◆ 課題
梅雨の食中毒対策についての文章のうち、「また調理時や再加熱時に十分加」で始まり「まな板などの調理器具や布巾の食毒にも気をつけたい。」に至るまでの部分を、一字も変えずにそのまま書き写してください。

◆ ページ抜粋
....................

温度管理と殺菌消毒の徹底を!

 梅雨に注意が必要な食材を紹介したが、それ以外の食材でも基本的な対策が重要だ。

「梅雨の食中毒対策はまず、温度管理が必須。食材を冷やして保存するのはもちろん、調理した料理も放置せずに冷蔵庫で保存しましょう。持ち運ぶお弁当などは保冷剤を忘れずに。

 また調理時や再加熱時に十分加熱して菌を死滅させることも大切。梅雨時季はできるだけ生肉や生魚を食べないというのも手ですね」

 さらに調理工程にも食中毒のリスクが潜んでいるため、こまめな殺菌消毒が必須だ。

「調理前、調理後の手洗いは必ず行ってください。特に生肉や生魚などの生ものを触ったまま次の工程に移ると食材を汚染する可能性があるため、殺菌消毒効果のある石けん類で手を洗いましょう」

 まな板などの調理器具や布巾の食毒にも気をつけたい。

生ものを切ったあとのまな板にも菌が付着している可能性があるため、他の食材を切る前に必ず洗剤で洗うこと。包丁やお皿なども同様です。まな板は生肉用、生野菜用など分けて使うのが理想。

....................

◆ 元データ

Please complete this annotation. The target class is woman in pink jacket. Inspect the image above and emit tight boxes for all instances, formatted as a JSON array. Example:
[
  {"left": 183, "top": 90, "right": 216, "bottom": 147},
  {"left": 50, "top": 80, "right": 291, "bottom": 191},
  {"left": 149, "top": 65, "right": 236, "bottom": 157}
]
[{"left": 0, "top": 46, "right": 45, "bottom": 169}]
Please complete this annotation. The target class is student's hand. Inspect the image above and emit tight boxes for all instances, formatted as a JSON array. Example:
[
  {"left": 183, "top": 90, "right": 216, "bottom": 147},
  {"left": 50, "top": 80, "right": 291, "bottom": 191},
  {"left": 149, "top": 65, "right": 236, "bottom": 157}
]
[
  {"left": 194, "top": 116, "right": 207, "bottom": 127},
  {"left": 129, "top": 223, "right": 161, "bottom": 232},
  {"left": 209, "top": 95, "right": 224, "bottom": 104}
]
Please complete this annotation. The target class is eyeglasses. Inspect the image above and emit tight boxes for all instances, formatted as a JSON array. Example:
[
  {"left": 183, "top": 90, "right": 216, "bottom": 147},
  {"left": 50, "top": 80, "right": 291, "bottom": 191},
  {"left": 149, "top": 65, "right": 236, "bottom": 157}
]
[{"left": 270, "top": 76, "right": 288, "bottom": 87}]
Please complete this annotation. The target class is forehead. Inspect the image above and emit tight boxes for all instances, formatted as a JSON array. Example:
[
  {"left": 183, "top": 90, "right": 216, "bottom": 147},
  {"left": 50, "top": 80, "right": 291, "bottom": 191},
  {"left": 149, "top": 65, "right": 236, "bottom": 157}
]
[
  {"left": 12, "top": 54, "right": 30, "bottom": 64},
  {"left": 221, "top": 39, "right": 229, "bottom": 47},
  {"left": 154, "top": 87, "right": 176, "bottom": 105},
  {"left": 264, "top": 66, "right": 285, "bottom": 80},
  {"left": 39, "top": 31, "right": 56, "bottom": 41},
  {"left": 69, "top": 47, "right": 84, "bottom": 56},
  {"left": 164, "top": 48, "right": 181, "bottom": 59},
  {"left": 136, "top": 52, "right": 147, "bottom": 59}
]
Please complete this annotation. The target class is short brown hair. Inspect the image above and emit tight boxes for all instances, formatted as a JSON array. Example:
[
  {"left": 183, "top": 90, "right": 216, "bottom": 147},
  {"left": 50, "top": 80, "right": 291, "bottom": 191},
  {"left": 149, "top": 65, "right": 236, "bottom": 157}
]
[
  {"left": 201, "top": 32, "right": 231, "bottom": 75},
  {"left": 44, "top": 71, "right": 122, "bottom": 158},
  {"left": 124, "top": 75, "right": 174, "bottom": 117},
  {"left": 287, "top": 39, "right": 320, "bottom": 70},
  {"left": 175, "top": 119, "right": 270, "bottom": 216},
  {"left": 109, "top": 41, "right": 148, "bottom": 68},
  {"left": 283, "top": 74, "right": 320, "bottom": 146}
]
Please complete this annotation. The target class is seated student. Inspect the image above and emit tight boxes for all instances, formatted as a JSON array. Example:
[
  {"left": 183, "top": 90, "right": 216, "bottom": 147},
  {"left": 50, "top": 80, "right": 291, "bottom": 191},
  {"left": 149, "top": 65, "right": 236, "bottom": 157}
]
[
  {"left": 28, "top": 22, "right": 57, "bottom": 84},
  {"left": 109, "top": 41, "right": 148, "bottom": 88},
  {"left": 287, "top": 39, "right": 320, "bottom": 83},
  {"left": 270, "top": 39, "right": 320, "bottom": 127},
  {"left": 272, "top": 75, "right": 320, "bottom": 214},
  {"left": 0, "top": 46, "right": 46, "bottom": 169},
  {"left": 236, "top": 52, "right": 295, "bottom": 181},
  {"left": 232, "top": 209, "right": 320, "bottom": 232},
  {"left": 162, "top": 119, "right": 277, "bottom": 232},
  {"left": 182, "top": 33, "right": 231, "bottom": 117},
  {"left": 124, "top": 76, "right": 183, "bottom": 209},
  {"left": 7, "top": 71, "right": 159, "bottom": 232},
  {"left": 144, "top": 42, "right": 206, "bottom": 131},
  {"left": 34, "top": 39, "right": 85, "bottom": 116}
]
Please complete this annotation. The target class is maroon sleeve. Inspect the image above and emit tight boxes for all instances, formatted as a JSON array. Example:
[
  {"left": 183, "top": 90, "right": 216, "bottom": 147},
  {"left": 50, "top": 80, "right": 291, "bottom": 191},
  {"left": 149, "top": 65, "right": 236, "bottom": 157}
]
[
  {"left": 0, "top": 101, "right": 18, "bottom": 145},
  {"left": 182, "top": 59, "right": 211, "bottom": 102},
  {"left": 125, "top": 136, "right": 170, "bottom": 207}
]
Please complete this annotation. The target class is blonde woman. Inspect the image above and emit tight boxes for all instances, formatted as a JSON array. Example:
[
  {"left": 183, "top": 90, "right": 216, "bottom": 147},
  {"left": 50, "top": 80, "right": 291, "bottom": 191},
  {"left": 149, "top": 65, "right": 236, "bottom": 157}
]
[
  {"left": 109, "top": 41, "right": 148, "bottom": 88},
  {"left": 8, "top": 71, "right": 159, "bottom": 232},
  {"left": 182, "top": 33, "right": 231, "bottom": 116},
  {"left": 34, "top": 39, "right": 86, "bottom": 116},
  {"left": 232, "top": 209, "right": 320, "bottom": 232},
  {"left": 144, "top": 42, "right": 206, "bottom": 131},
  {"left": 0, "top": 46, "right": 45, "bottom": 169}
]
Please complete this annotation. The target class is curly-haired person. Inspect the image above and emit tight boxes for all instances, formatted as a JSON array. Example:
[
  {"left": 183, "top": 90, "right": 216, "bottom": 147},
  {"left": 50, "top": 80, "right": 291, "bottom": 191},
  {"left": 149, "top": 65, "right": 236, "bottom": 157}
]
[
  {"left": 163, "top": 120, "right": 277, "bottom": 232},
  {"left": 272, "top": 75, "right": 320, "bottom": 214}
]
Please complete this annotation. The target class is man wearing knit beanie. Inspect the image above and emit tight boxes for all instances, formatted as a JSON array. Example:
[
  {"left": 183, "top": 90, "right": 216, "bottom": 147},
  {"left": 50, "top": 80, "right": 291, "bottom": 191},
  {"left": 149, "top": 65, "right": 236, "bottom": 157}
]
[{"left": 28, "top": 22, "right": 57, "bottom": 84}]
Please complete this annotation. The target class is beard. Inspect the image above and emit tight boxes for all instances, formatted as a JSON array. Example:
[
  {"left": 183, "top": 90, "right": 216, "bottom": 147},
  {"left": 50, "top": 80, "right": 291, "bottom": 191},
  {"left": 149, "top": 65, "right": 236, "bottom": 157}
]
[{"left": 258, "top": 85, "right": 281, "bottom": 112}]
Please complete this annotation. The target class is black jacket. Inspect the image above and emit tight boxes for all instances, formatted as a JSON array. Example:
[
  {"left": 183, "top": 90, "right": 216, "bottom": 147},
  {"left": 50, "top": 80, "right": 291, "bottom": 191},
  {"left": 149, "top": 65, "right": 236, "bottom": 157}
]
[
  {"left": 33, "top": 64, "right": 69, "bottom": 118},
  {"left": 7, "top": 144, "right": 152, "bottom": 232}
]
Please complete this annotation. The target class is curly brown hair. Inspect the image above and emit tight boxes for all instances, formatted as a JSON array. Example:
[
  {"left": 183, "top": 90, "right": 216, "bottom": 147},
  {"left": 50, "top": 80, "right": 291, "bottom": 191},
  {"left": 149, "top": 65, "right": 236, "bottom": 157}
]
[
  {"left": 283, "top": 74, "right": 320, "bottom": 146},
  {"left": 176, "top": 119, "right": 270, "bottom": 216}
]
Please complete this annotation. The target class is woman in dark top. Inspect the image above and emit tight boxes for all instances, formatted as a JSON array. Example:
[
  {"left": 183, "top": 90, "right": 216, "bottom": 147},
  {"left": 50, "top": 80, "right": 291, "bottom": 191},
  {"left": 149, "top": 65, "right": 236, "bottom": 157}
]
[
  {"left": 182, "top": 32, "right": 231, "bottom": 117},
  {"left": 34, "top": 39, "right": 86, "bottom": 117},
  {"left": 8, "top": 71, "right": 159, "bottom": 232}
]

....................

◆ 解答例
また調理時や再加熱時に十分加熱して菌を死滅させることも大切。梅雨時季はできるだけ生肉や生魚を食べないというのも手ですね」

 さらに調理工程にも食中毒のリスクが潜んでいるため、こまめな殺菌消毒が必須だ。

「調理前、調理後の手洗いは必ず行ってください。特に生肉や生魚などの生ものを触ったまま次の工程に移ると食材を汚染する可能性があるため、殺菌消毒効果のある石けん類で手を洗いましょう」

 まな板などの調理器具や布巾の食毒にも気をつけたい。